Lori Trahan delivers $5 million to Lowell Health Center to support refugees, HIV testing

By: Melanie Gilbert

LOWELL — Two major grants totaling nearly $5 million in federal funding from the Department of Health and Human Services were awarded to the Lowell Community Health Center during an event attended by U.S. Rep. Lori Trahan on Thursday.

The congresswoman has been on a whirlwind tour delivering much-needed resources to programs and providers throughout the 3rd District, such as a $2.5 million water-testing pilot for UMass Lowell and announcing $37 million in home heating assistance for low-income households in the commonwealth.

Trahan took a tour of the Jackson Street facility before presenting the check to the LCHC leadership and care teams of the two community-based programs funded by the grants. One program will focus resources and supportive services on refugee survivors of torture, while the other will roll out rapid response and testing in the field for HIV.

One $2.4 million grant, over a five-year term of $475,000 annually, will support LCHC’s “Passage to Healing” program, and will serve as many as 325 (200 primary, and 125 secondary) survivors of torture, including Bhutanese, Burmese, Cambodian, Congolese, Iraqi, Laotian, Ugandan, Vietnamese, Haitian, Afghani and other refugees.

Chief Executive Officer Susan West Levine said the HHS funding will provide additional direct patient services at the Metta Health Center to any person who has been displaced by violence. The center focuses on Lowell’s Southeast Asian and other refugee populations.

“We think our Metta Health Center and refugee program and services is really what a community health center is all about,” she explained to Trahan during the tour. “Metta exists to respond to what the community needs.”

Funding local health care centers that meet the needs of diverse and underserved populations is crucial, Trahan responded.

Task instructions
Continue the news story about the Lowell Community Health Center grants, starting after its last sentence.

Listed entries
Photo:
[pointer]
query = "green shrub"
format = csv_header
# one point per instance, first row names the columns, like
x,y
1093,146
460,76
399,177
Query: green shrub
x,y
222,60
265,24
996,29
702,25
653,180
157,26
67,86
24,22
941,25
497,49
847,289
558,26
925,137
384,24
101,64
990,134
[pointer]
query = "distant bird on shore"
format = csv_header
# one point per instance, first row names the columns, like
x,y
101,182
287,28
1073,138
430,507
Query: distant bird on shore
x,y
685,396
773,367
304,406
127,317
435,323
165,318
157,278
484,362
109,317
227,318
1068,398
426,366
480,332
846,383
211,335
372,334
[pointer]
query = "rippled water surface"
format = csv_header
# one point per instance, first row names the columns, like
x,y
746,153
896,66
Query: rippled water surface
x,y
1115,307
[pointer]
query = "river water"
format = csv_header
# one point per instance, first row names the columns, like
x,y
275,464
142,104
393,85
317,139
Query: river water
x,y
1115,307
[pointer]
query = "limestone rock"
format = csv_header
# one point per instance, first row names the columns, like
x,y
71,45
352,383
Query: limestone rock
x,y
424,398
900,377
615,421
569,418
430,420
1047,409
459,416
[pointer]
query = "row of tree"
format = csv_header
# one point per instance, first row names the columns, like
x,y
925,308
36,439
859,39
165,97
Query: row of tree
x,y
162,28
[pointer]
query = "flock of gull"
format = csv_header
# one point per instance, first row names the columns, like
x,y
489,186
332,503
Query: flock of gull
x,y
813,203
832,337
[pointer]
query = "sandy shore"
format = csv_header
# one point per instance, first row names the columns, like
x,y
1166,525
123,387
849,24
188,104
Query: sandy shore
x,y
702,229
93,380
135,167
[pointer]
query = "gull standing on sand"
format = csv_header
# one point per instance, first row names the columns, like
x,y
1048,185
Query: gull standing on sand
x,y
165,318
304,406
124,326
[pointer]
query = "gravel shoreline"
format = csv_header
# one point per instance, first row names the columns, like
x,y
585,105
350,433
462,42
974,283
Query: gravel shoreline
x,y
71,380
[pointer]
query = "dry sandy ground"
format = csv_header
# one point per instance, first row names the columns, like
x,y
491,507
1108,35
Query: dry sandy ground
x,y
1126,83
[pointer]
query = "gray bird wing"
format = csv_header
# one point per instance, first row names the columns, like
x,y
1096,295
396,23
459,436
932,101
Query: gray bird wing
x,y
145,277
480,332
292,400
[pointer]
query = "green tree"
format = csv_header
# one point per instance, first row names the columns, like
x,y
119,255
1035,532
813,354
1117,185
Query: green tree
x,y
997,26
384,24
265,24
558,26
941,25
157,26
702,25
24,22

Answer to this task
“It’s so helpful to know that there are people that we can go to in our community who have all the tools to get our refugees and others the help they need,” she said. “I get all the credit and accolades, but you’re only as good as your team.”

Dr. Robert Marlin, chief of the Metta Health Center, said the grant provides a continuum of care to address critical needs over a longer period of time.

“The grant for torture survivors will give us the ability to offer more services,” he said. “We practice holistic care and whole-person care, and to do that we need more than what’s already here.”

Marlin said the funding will help refugees build a healthy, stable and successful life in their new home.

“With the grant, through the partnerships we have, we’ll be able to provide employment services to make sure people know how to get jobs,” Marlin said. “We’re going to have a full-time immigration attorney to help people apply for asylum.”

A significant number of LCHC staff are former refugees, and Marlin said the grant money will allow them “to bring in a consultant to help our staff deal with the secondary trauma” of doing the intensive, client-facing work.

The goal of the “Partners in Prevention” grant, which provides $500,000 per year over a five-year period, will be to reduce the transmission of HIV through rapid testing and response outreach.

Senior Director of Clinical Systems and Support Karen Peugh will oversee the prevention and screening team. She said her people are ready to hit the streets.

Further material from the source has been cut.